• **TEXT EXCERPT**
★ ★ ★

Resolved Cumulative reward decreases when episode length is also decreasing.

meldeg · Mar 1, 2023

Hi,

The Cumulative reward is decreasing, when episode length is decreasing. When the episode ends it receives 20 points. Why does the Cumulative reward decrease, but the agent is getting better and better to solve the task?. (Attaching stat for agent.)

Rewards:
-0.2 for colliding with border

2 for taking a treasure from chamber

4 for taking this treasure to own chamber

20 for winning the game.
Conf file.

★ ★ ★

• **DATASET RECORDS**
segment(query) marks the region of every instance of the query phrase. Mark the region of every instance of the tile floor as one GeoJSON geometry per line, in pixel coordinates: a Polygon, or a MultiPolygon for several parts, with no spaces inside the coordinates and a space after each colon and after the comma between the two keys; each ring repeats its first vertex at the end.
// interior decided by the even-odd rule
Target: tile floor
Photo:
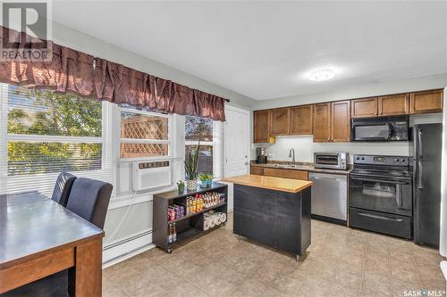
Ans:
{"type": "MultiPolygon", "coordinates": [[[[440,290],[435,250],[312,220],[312,244],[297,262],[238,241],[224,227],[174,250],[154,248],[104,270],[104,296],[405,296],[440,290]]],[[[440,296],[439,294],[437,296],[440,296]]]]}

★ ★ ★

• **PROBLEMS TO SOLVE**
**a.** In the reward forum post, how many points does the agent get for carrying a treasure to its own chamber?
**b.** Go on with the reward forum post, picking up after its final line.
The entries have no connection to the reward forum post.

• **ANSWERS BELOW**
**a.** 4 points.

**b.**
Code (CSharp):

default:

trainer: ppo

batch_size: 1024

beta: 5.0e-3

buffer_size: 10240

epsilon: 0.2

hidden_units: 128

lambd: 0.95

learning_rate: 3.0e-4

learning_rate_schedule: linear

max_steps: 5.0e5

memory_size: 128

normalize: false

num_epoch: 3

num_layers: 2

time_horizon: 64

sequence_length: 64

summary_freq: 20000

use_recurrent: false

vis_encode_type: simple

reward_signals:

extrinsic:

strength: 1.0

gamma: 0.99

curiosity:

strength: 0.02

gamma: 0.99

encoding_size: 64

learning_rate: 3.0e-3

PlayerAgent:

time_horizon: 256

batch_size: 4096

buffer_size: 40960

hidden_units: 512

max_steps: 5.0e6

beta: 7.5e-3

Github Repository. You need to import ML-agent 1.0.8 Package manually in the project.

https://github.com/Badsalt/AI

/Melvin

hughperkins · Mar 2, 2023

Cumulative reward is the total reward earned in the episode.

Imagine you earn $1 per hour. You work 8 hours. Your cumulative reward is $8.

Now imagine that you are being paid to do a task. You learn to do it faster, in only 3 hours. Now your cumulative reward is only $3.

hughperkins · Mar 2, 2023

It's ok for cumulative reward to go down by the way.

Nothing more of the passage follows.